Switch "blurred" to "fuzzy" in the items, from the line with "Please identify the flower in" through the end of the items, and give those lines again with nothing else changed.

## RECORDS PROVIDED
++++
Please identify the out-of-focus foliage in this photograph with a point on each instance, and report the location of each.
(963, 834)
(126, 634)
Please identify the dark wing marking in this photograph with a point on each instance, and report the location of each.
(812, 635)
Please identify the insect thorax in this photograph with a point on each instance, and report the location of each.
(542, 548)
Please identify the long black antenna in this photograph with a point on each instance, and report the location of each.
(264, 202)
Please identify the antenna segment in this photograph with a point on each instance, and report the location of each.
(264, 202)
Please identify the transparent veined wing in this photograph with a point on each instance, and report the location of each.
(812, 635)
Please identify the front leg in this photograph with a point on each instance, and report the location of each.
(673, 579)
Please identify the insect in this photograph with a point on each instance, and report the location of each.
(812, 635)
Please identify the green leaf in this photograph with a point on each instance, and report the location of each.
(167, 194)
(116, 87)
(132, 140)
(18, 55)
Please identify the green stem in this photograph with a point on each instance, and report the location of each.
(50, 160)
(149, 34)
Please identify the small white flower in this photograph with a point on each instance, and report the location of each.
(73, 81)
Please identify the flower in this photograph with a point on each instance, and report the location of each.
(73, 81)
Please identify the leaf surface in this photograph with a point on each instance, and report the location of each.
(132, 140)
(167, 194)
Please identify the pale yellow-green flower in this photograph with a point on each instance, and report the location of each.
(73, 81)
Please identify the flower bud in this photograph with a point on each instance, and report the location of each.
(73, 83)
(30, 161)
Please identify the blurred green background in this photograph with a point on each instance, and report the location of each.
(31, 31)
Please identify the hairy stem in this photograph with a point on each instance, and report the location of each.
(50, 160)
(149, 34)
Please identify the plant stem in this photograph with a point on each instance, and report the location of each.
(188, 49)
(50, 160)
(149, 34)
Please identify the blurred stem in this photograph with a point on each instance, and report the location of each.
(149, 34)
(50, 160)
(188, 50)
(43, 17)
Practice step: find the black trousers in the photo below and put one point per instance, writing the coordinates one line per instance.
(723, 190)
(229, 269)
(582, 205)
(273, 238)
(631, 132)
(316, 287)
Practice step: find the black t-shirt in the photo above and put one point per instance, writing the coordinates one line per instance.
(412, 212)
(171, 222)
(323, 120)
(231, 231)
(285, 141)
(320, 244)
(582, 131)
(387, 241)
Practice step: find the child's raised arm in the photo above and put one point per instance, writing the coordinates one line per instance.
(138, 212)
++++
## RESULT OF THIS EXERCISE
Please identify the flower in this photograph with a point on each instance, and report the location of each.
(73, 81)
Please identify the leaf surface in this photograph with a point on each instance, and report the location of each.
(132, 140)
(167, 194)
Please identify the pale yellow-green flower in this photograph with a point on each instance, and report the location of each.
(73, 81)
Please identify the flower bud in this photograph with a point on each instance, and report the location of each.
(73, 83)
(30, 161)
Please identify the fuzzy green background in this photograph with a point on each instance, and report the location of each.
(31, 31)
Please identify the hairy stem in this photograph with a point on each instance, and report the location of each.
(50, 160)
(149, 34)
Please identify the plant stem in this photograph with a point on each instance, and report the location of each.
(188, 49)
(50, 160)
(149, 34)
Please identify the fuzzy stem in this photograph with a point on each instance, and report the location of each.
(149, 34)
(50, 160)
(188, 50)
(43, 17)
Practice step: find the black trousers in the photo below and put one point per instance, writing the coordinates one line per instance.
(723, 190)
(229, 269)
(582, 205)
(273, 238)
(631, 132)
(316, 287)
Practice step: find the black t-shirt in the photo above and put one point per instance, writing the coordinates one line per instance.
(412, 212)
(171, 222)
(323, 120)
(231, 231)
(285, 141)
(320, 244)
(582, 131)
(387, 241)
Practice step: find the child's raised arm in the photo above and put one point per instance, writing the coordinates one line per instance.
(138, 212)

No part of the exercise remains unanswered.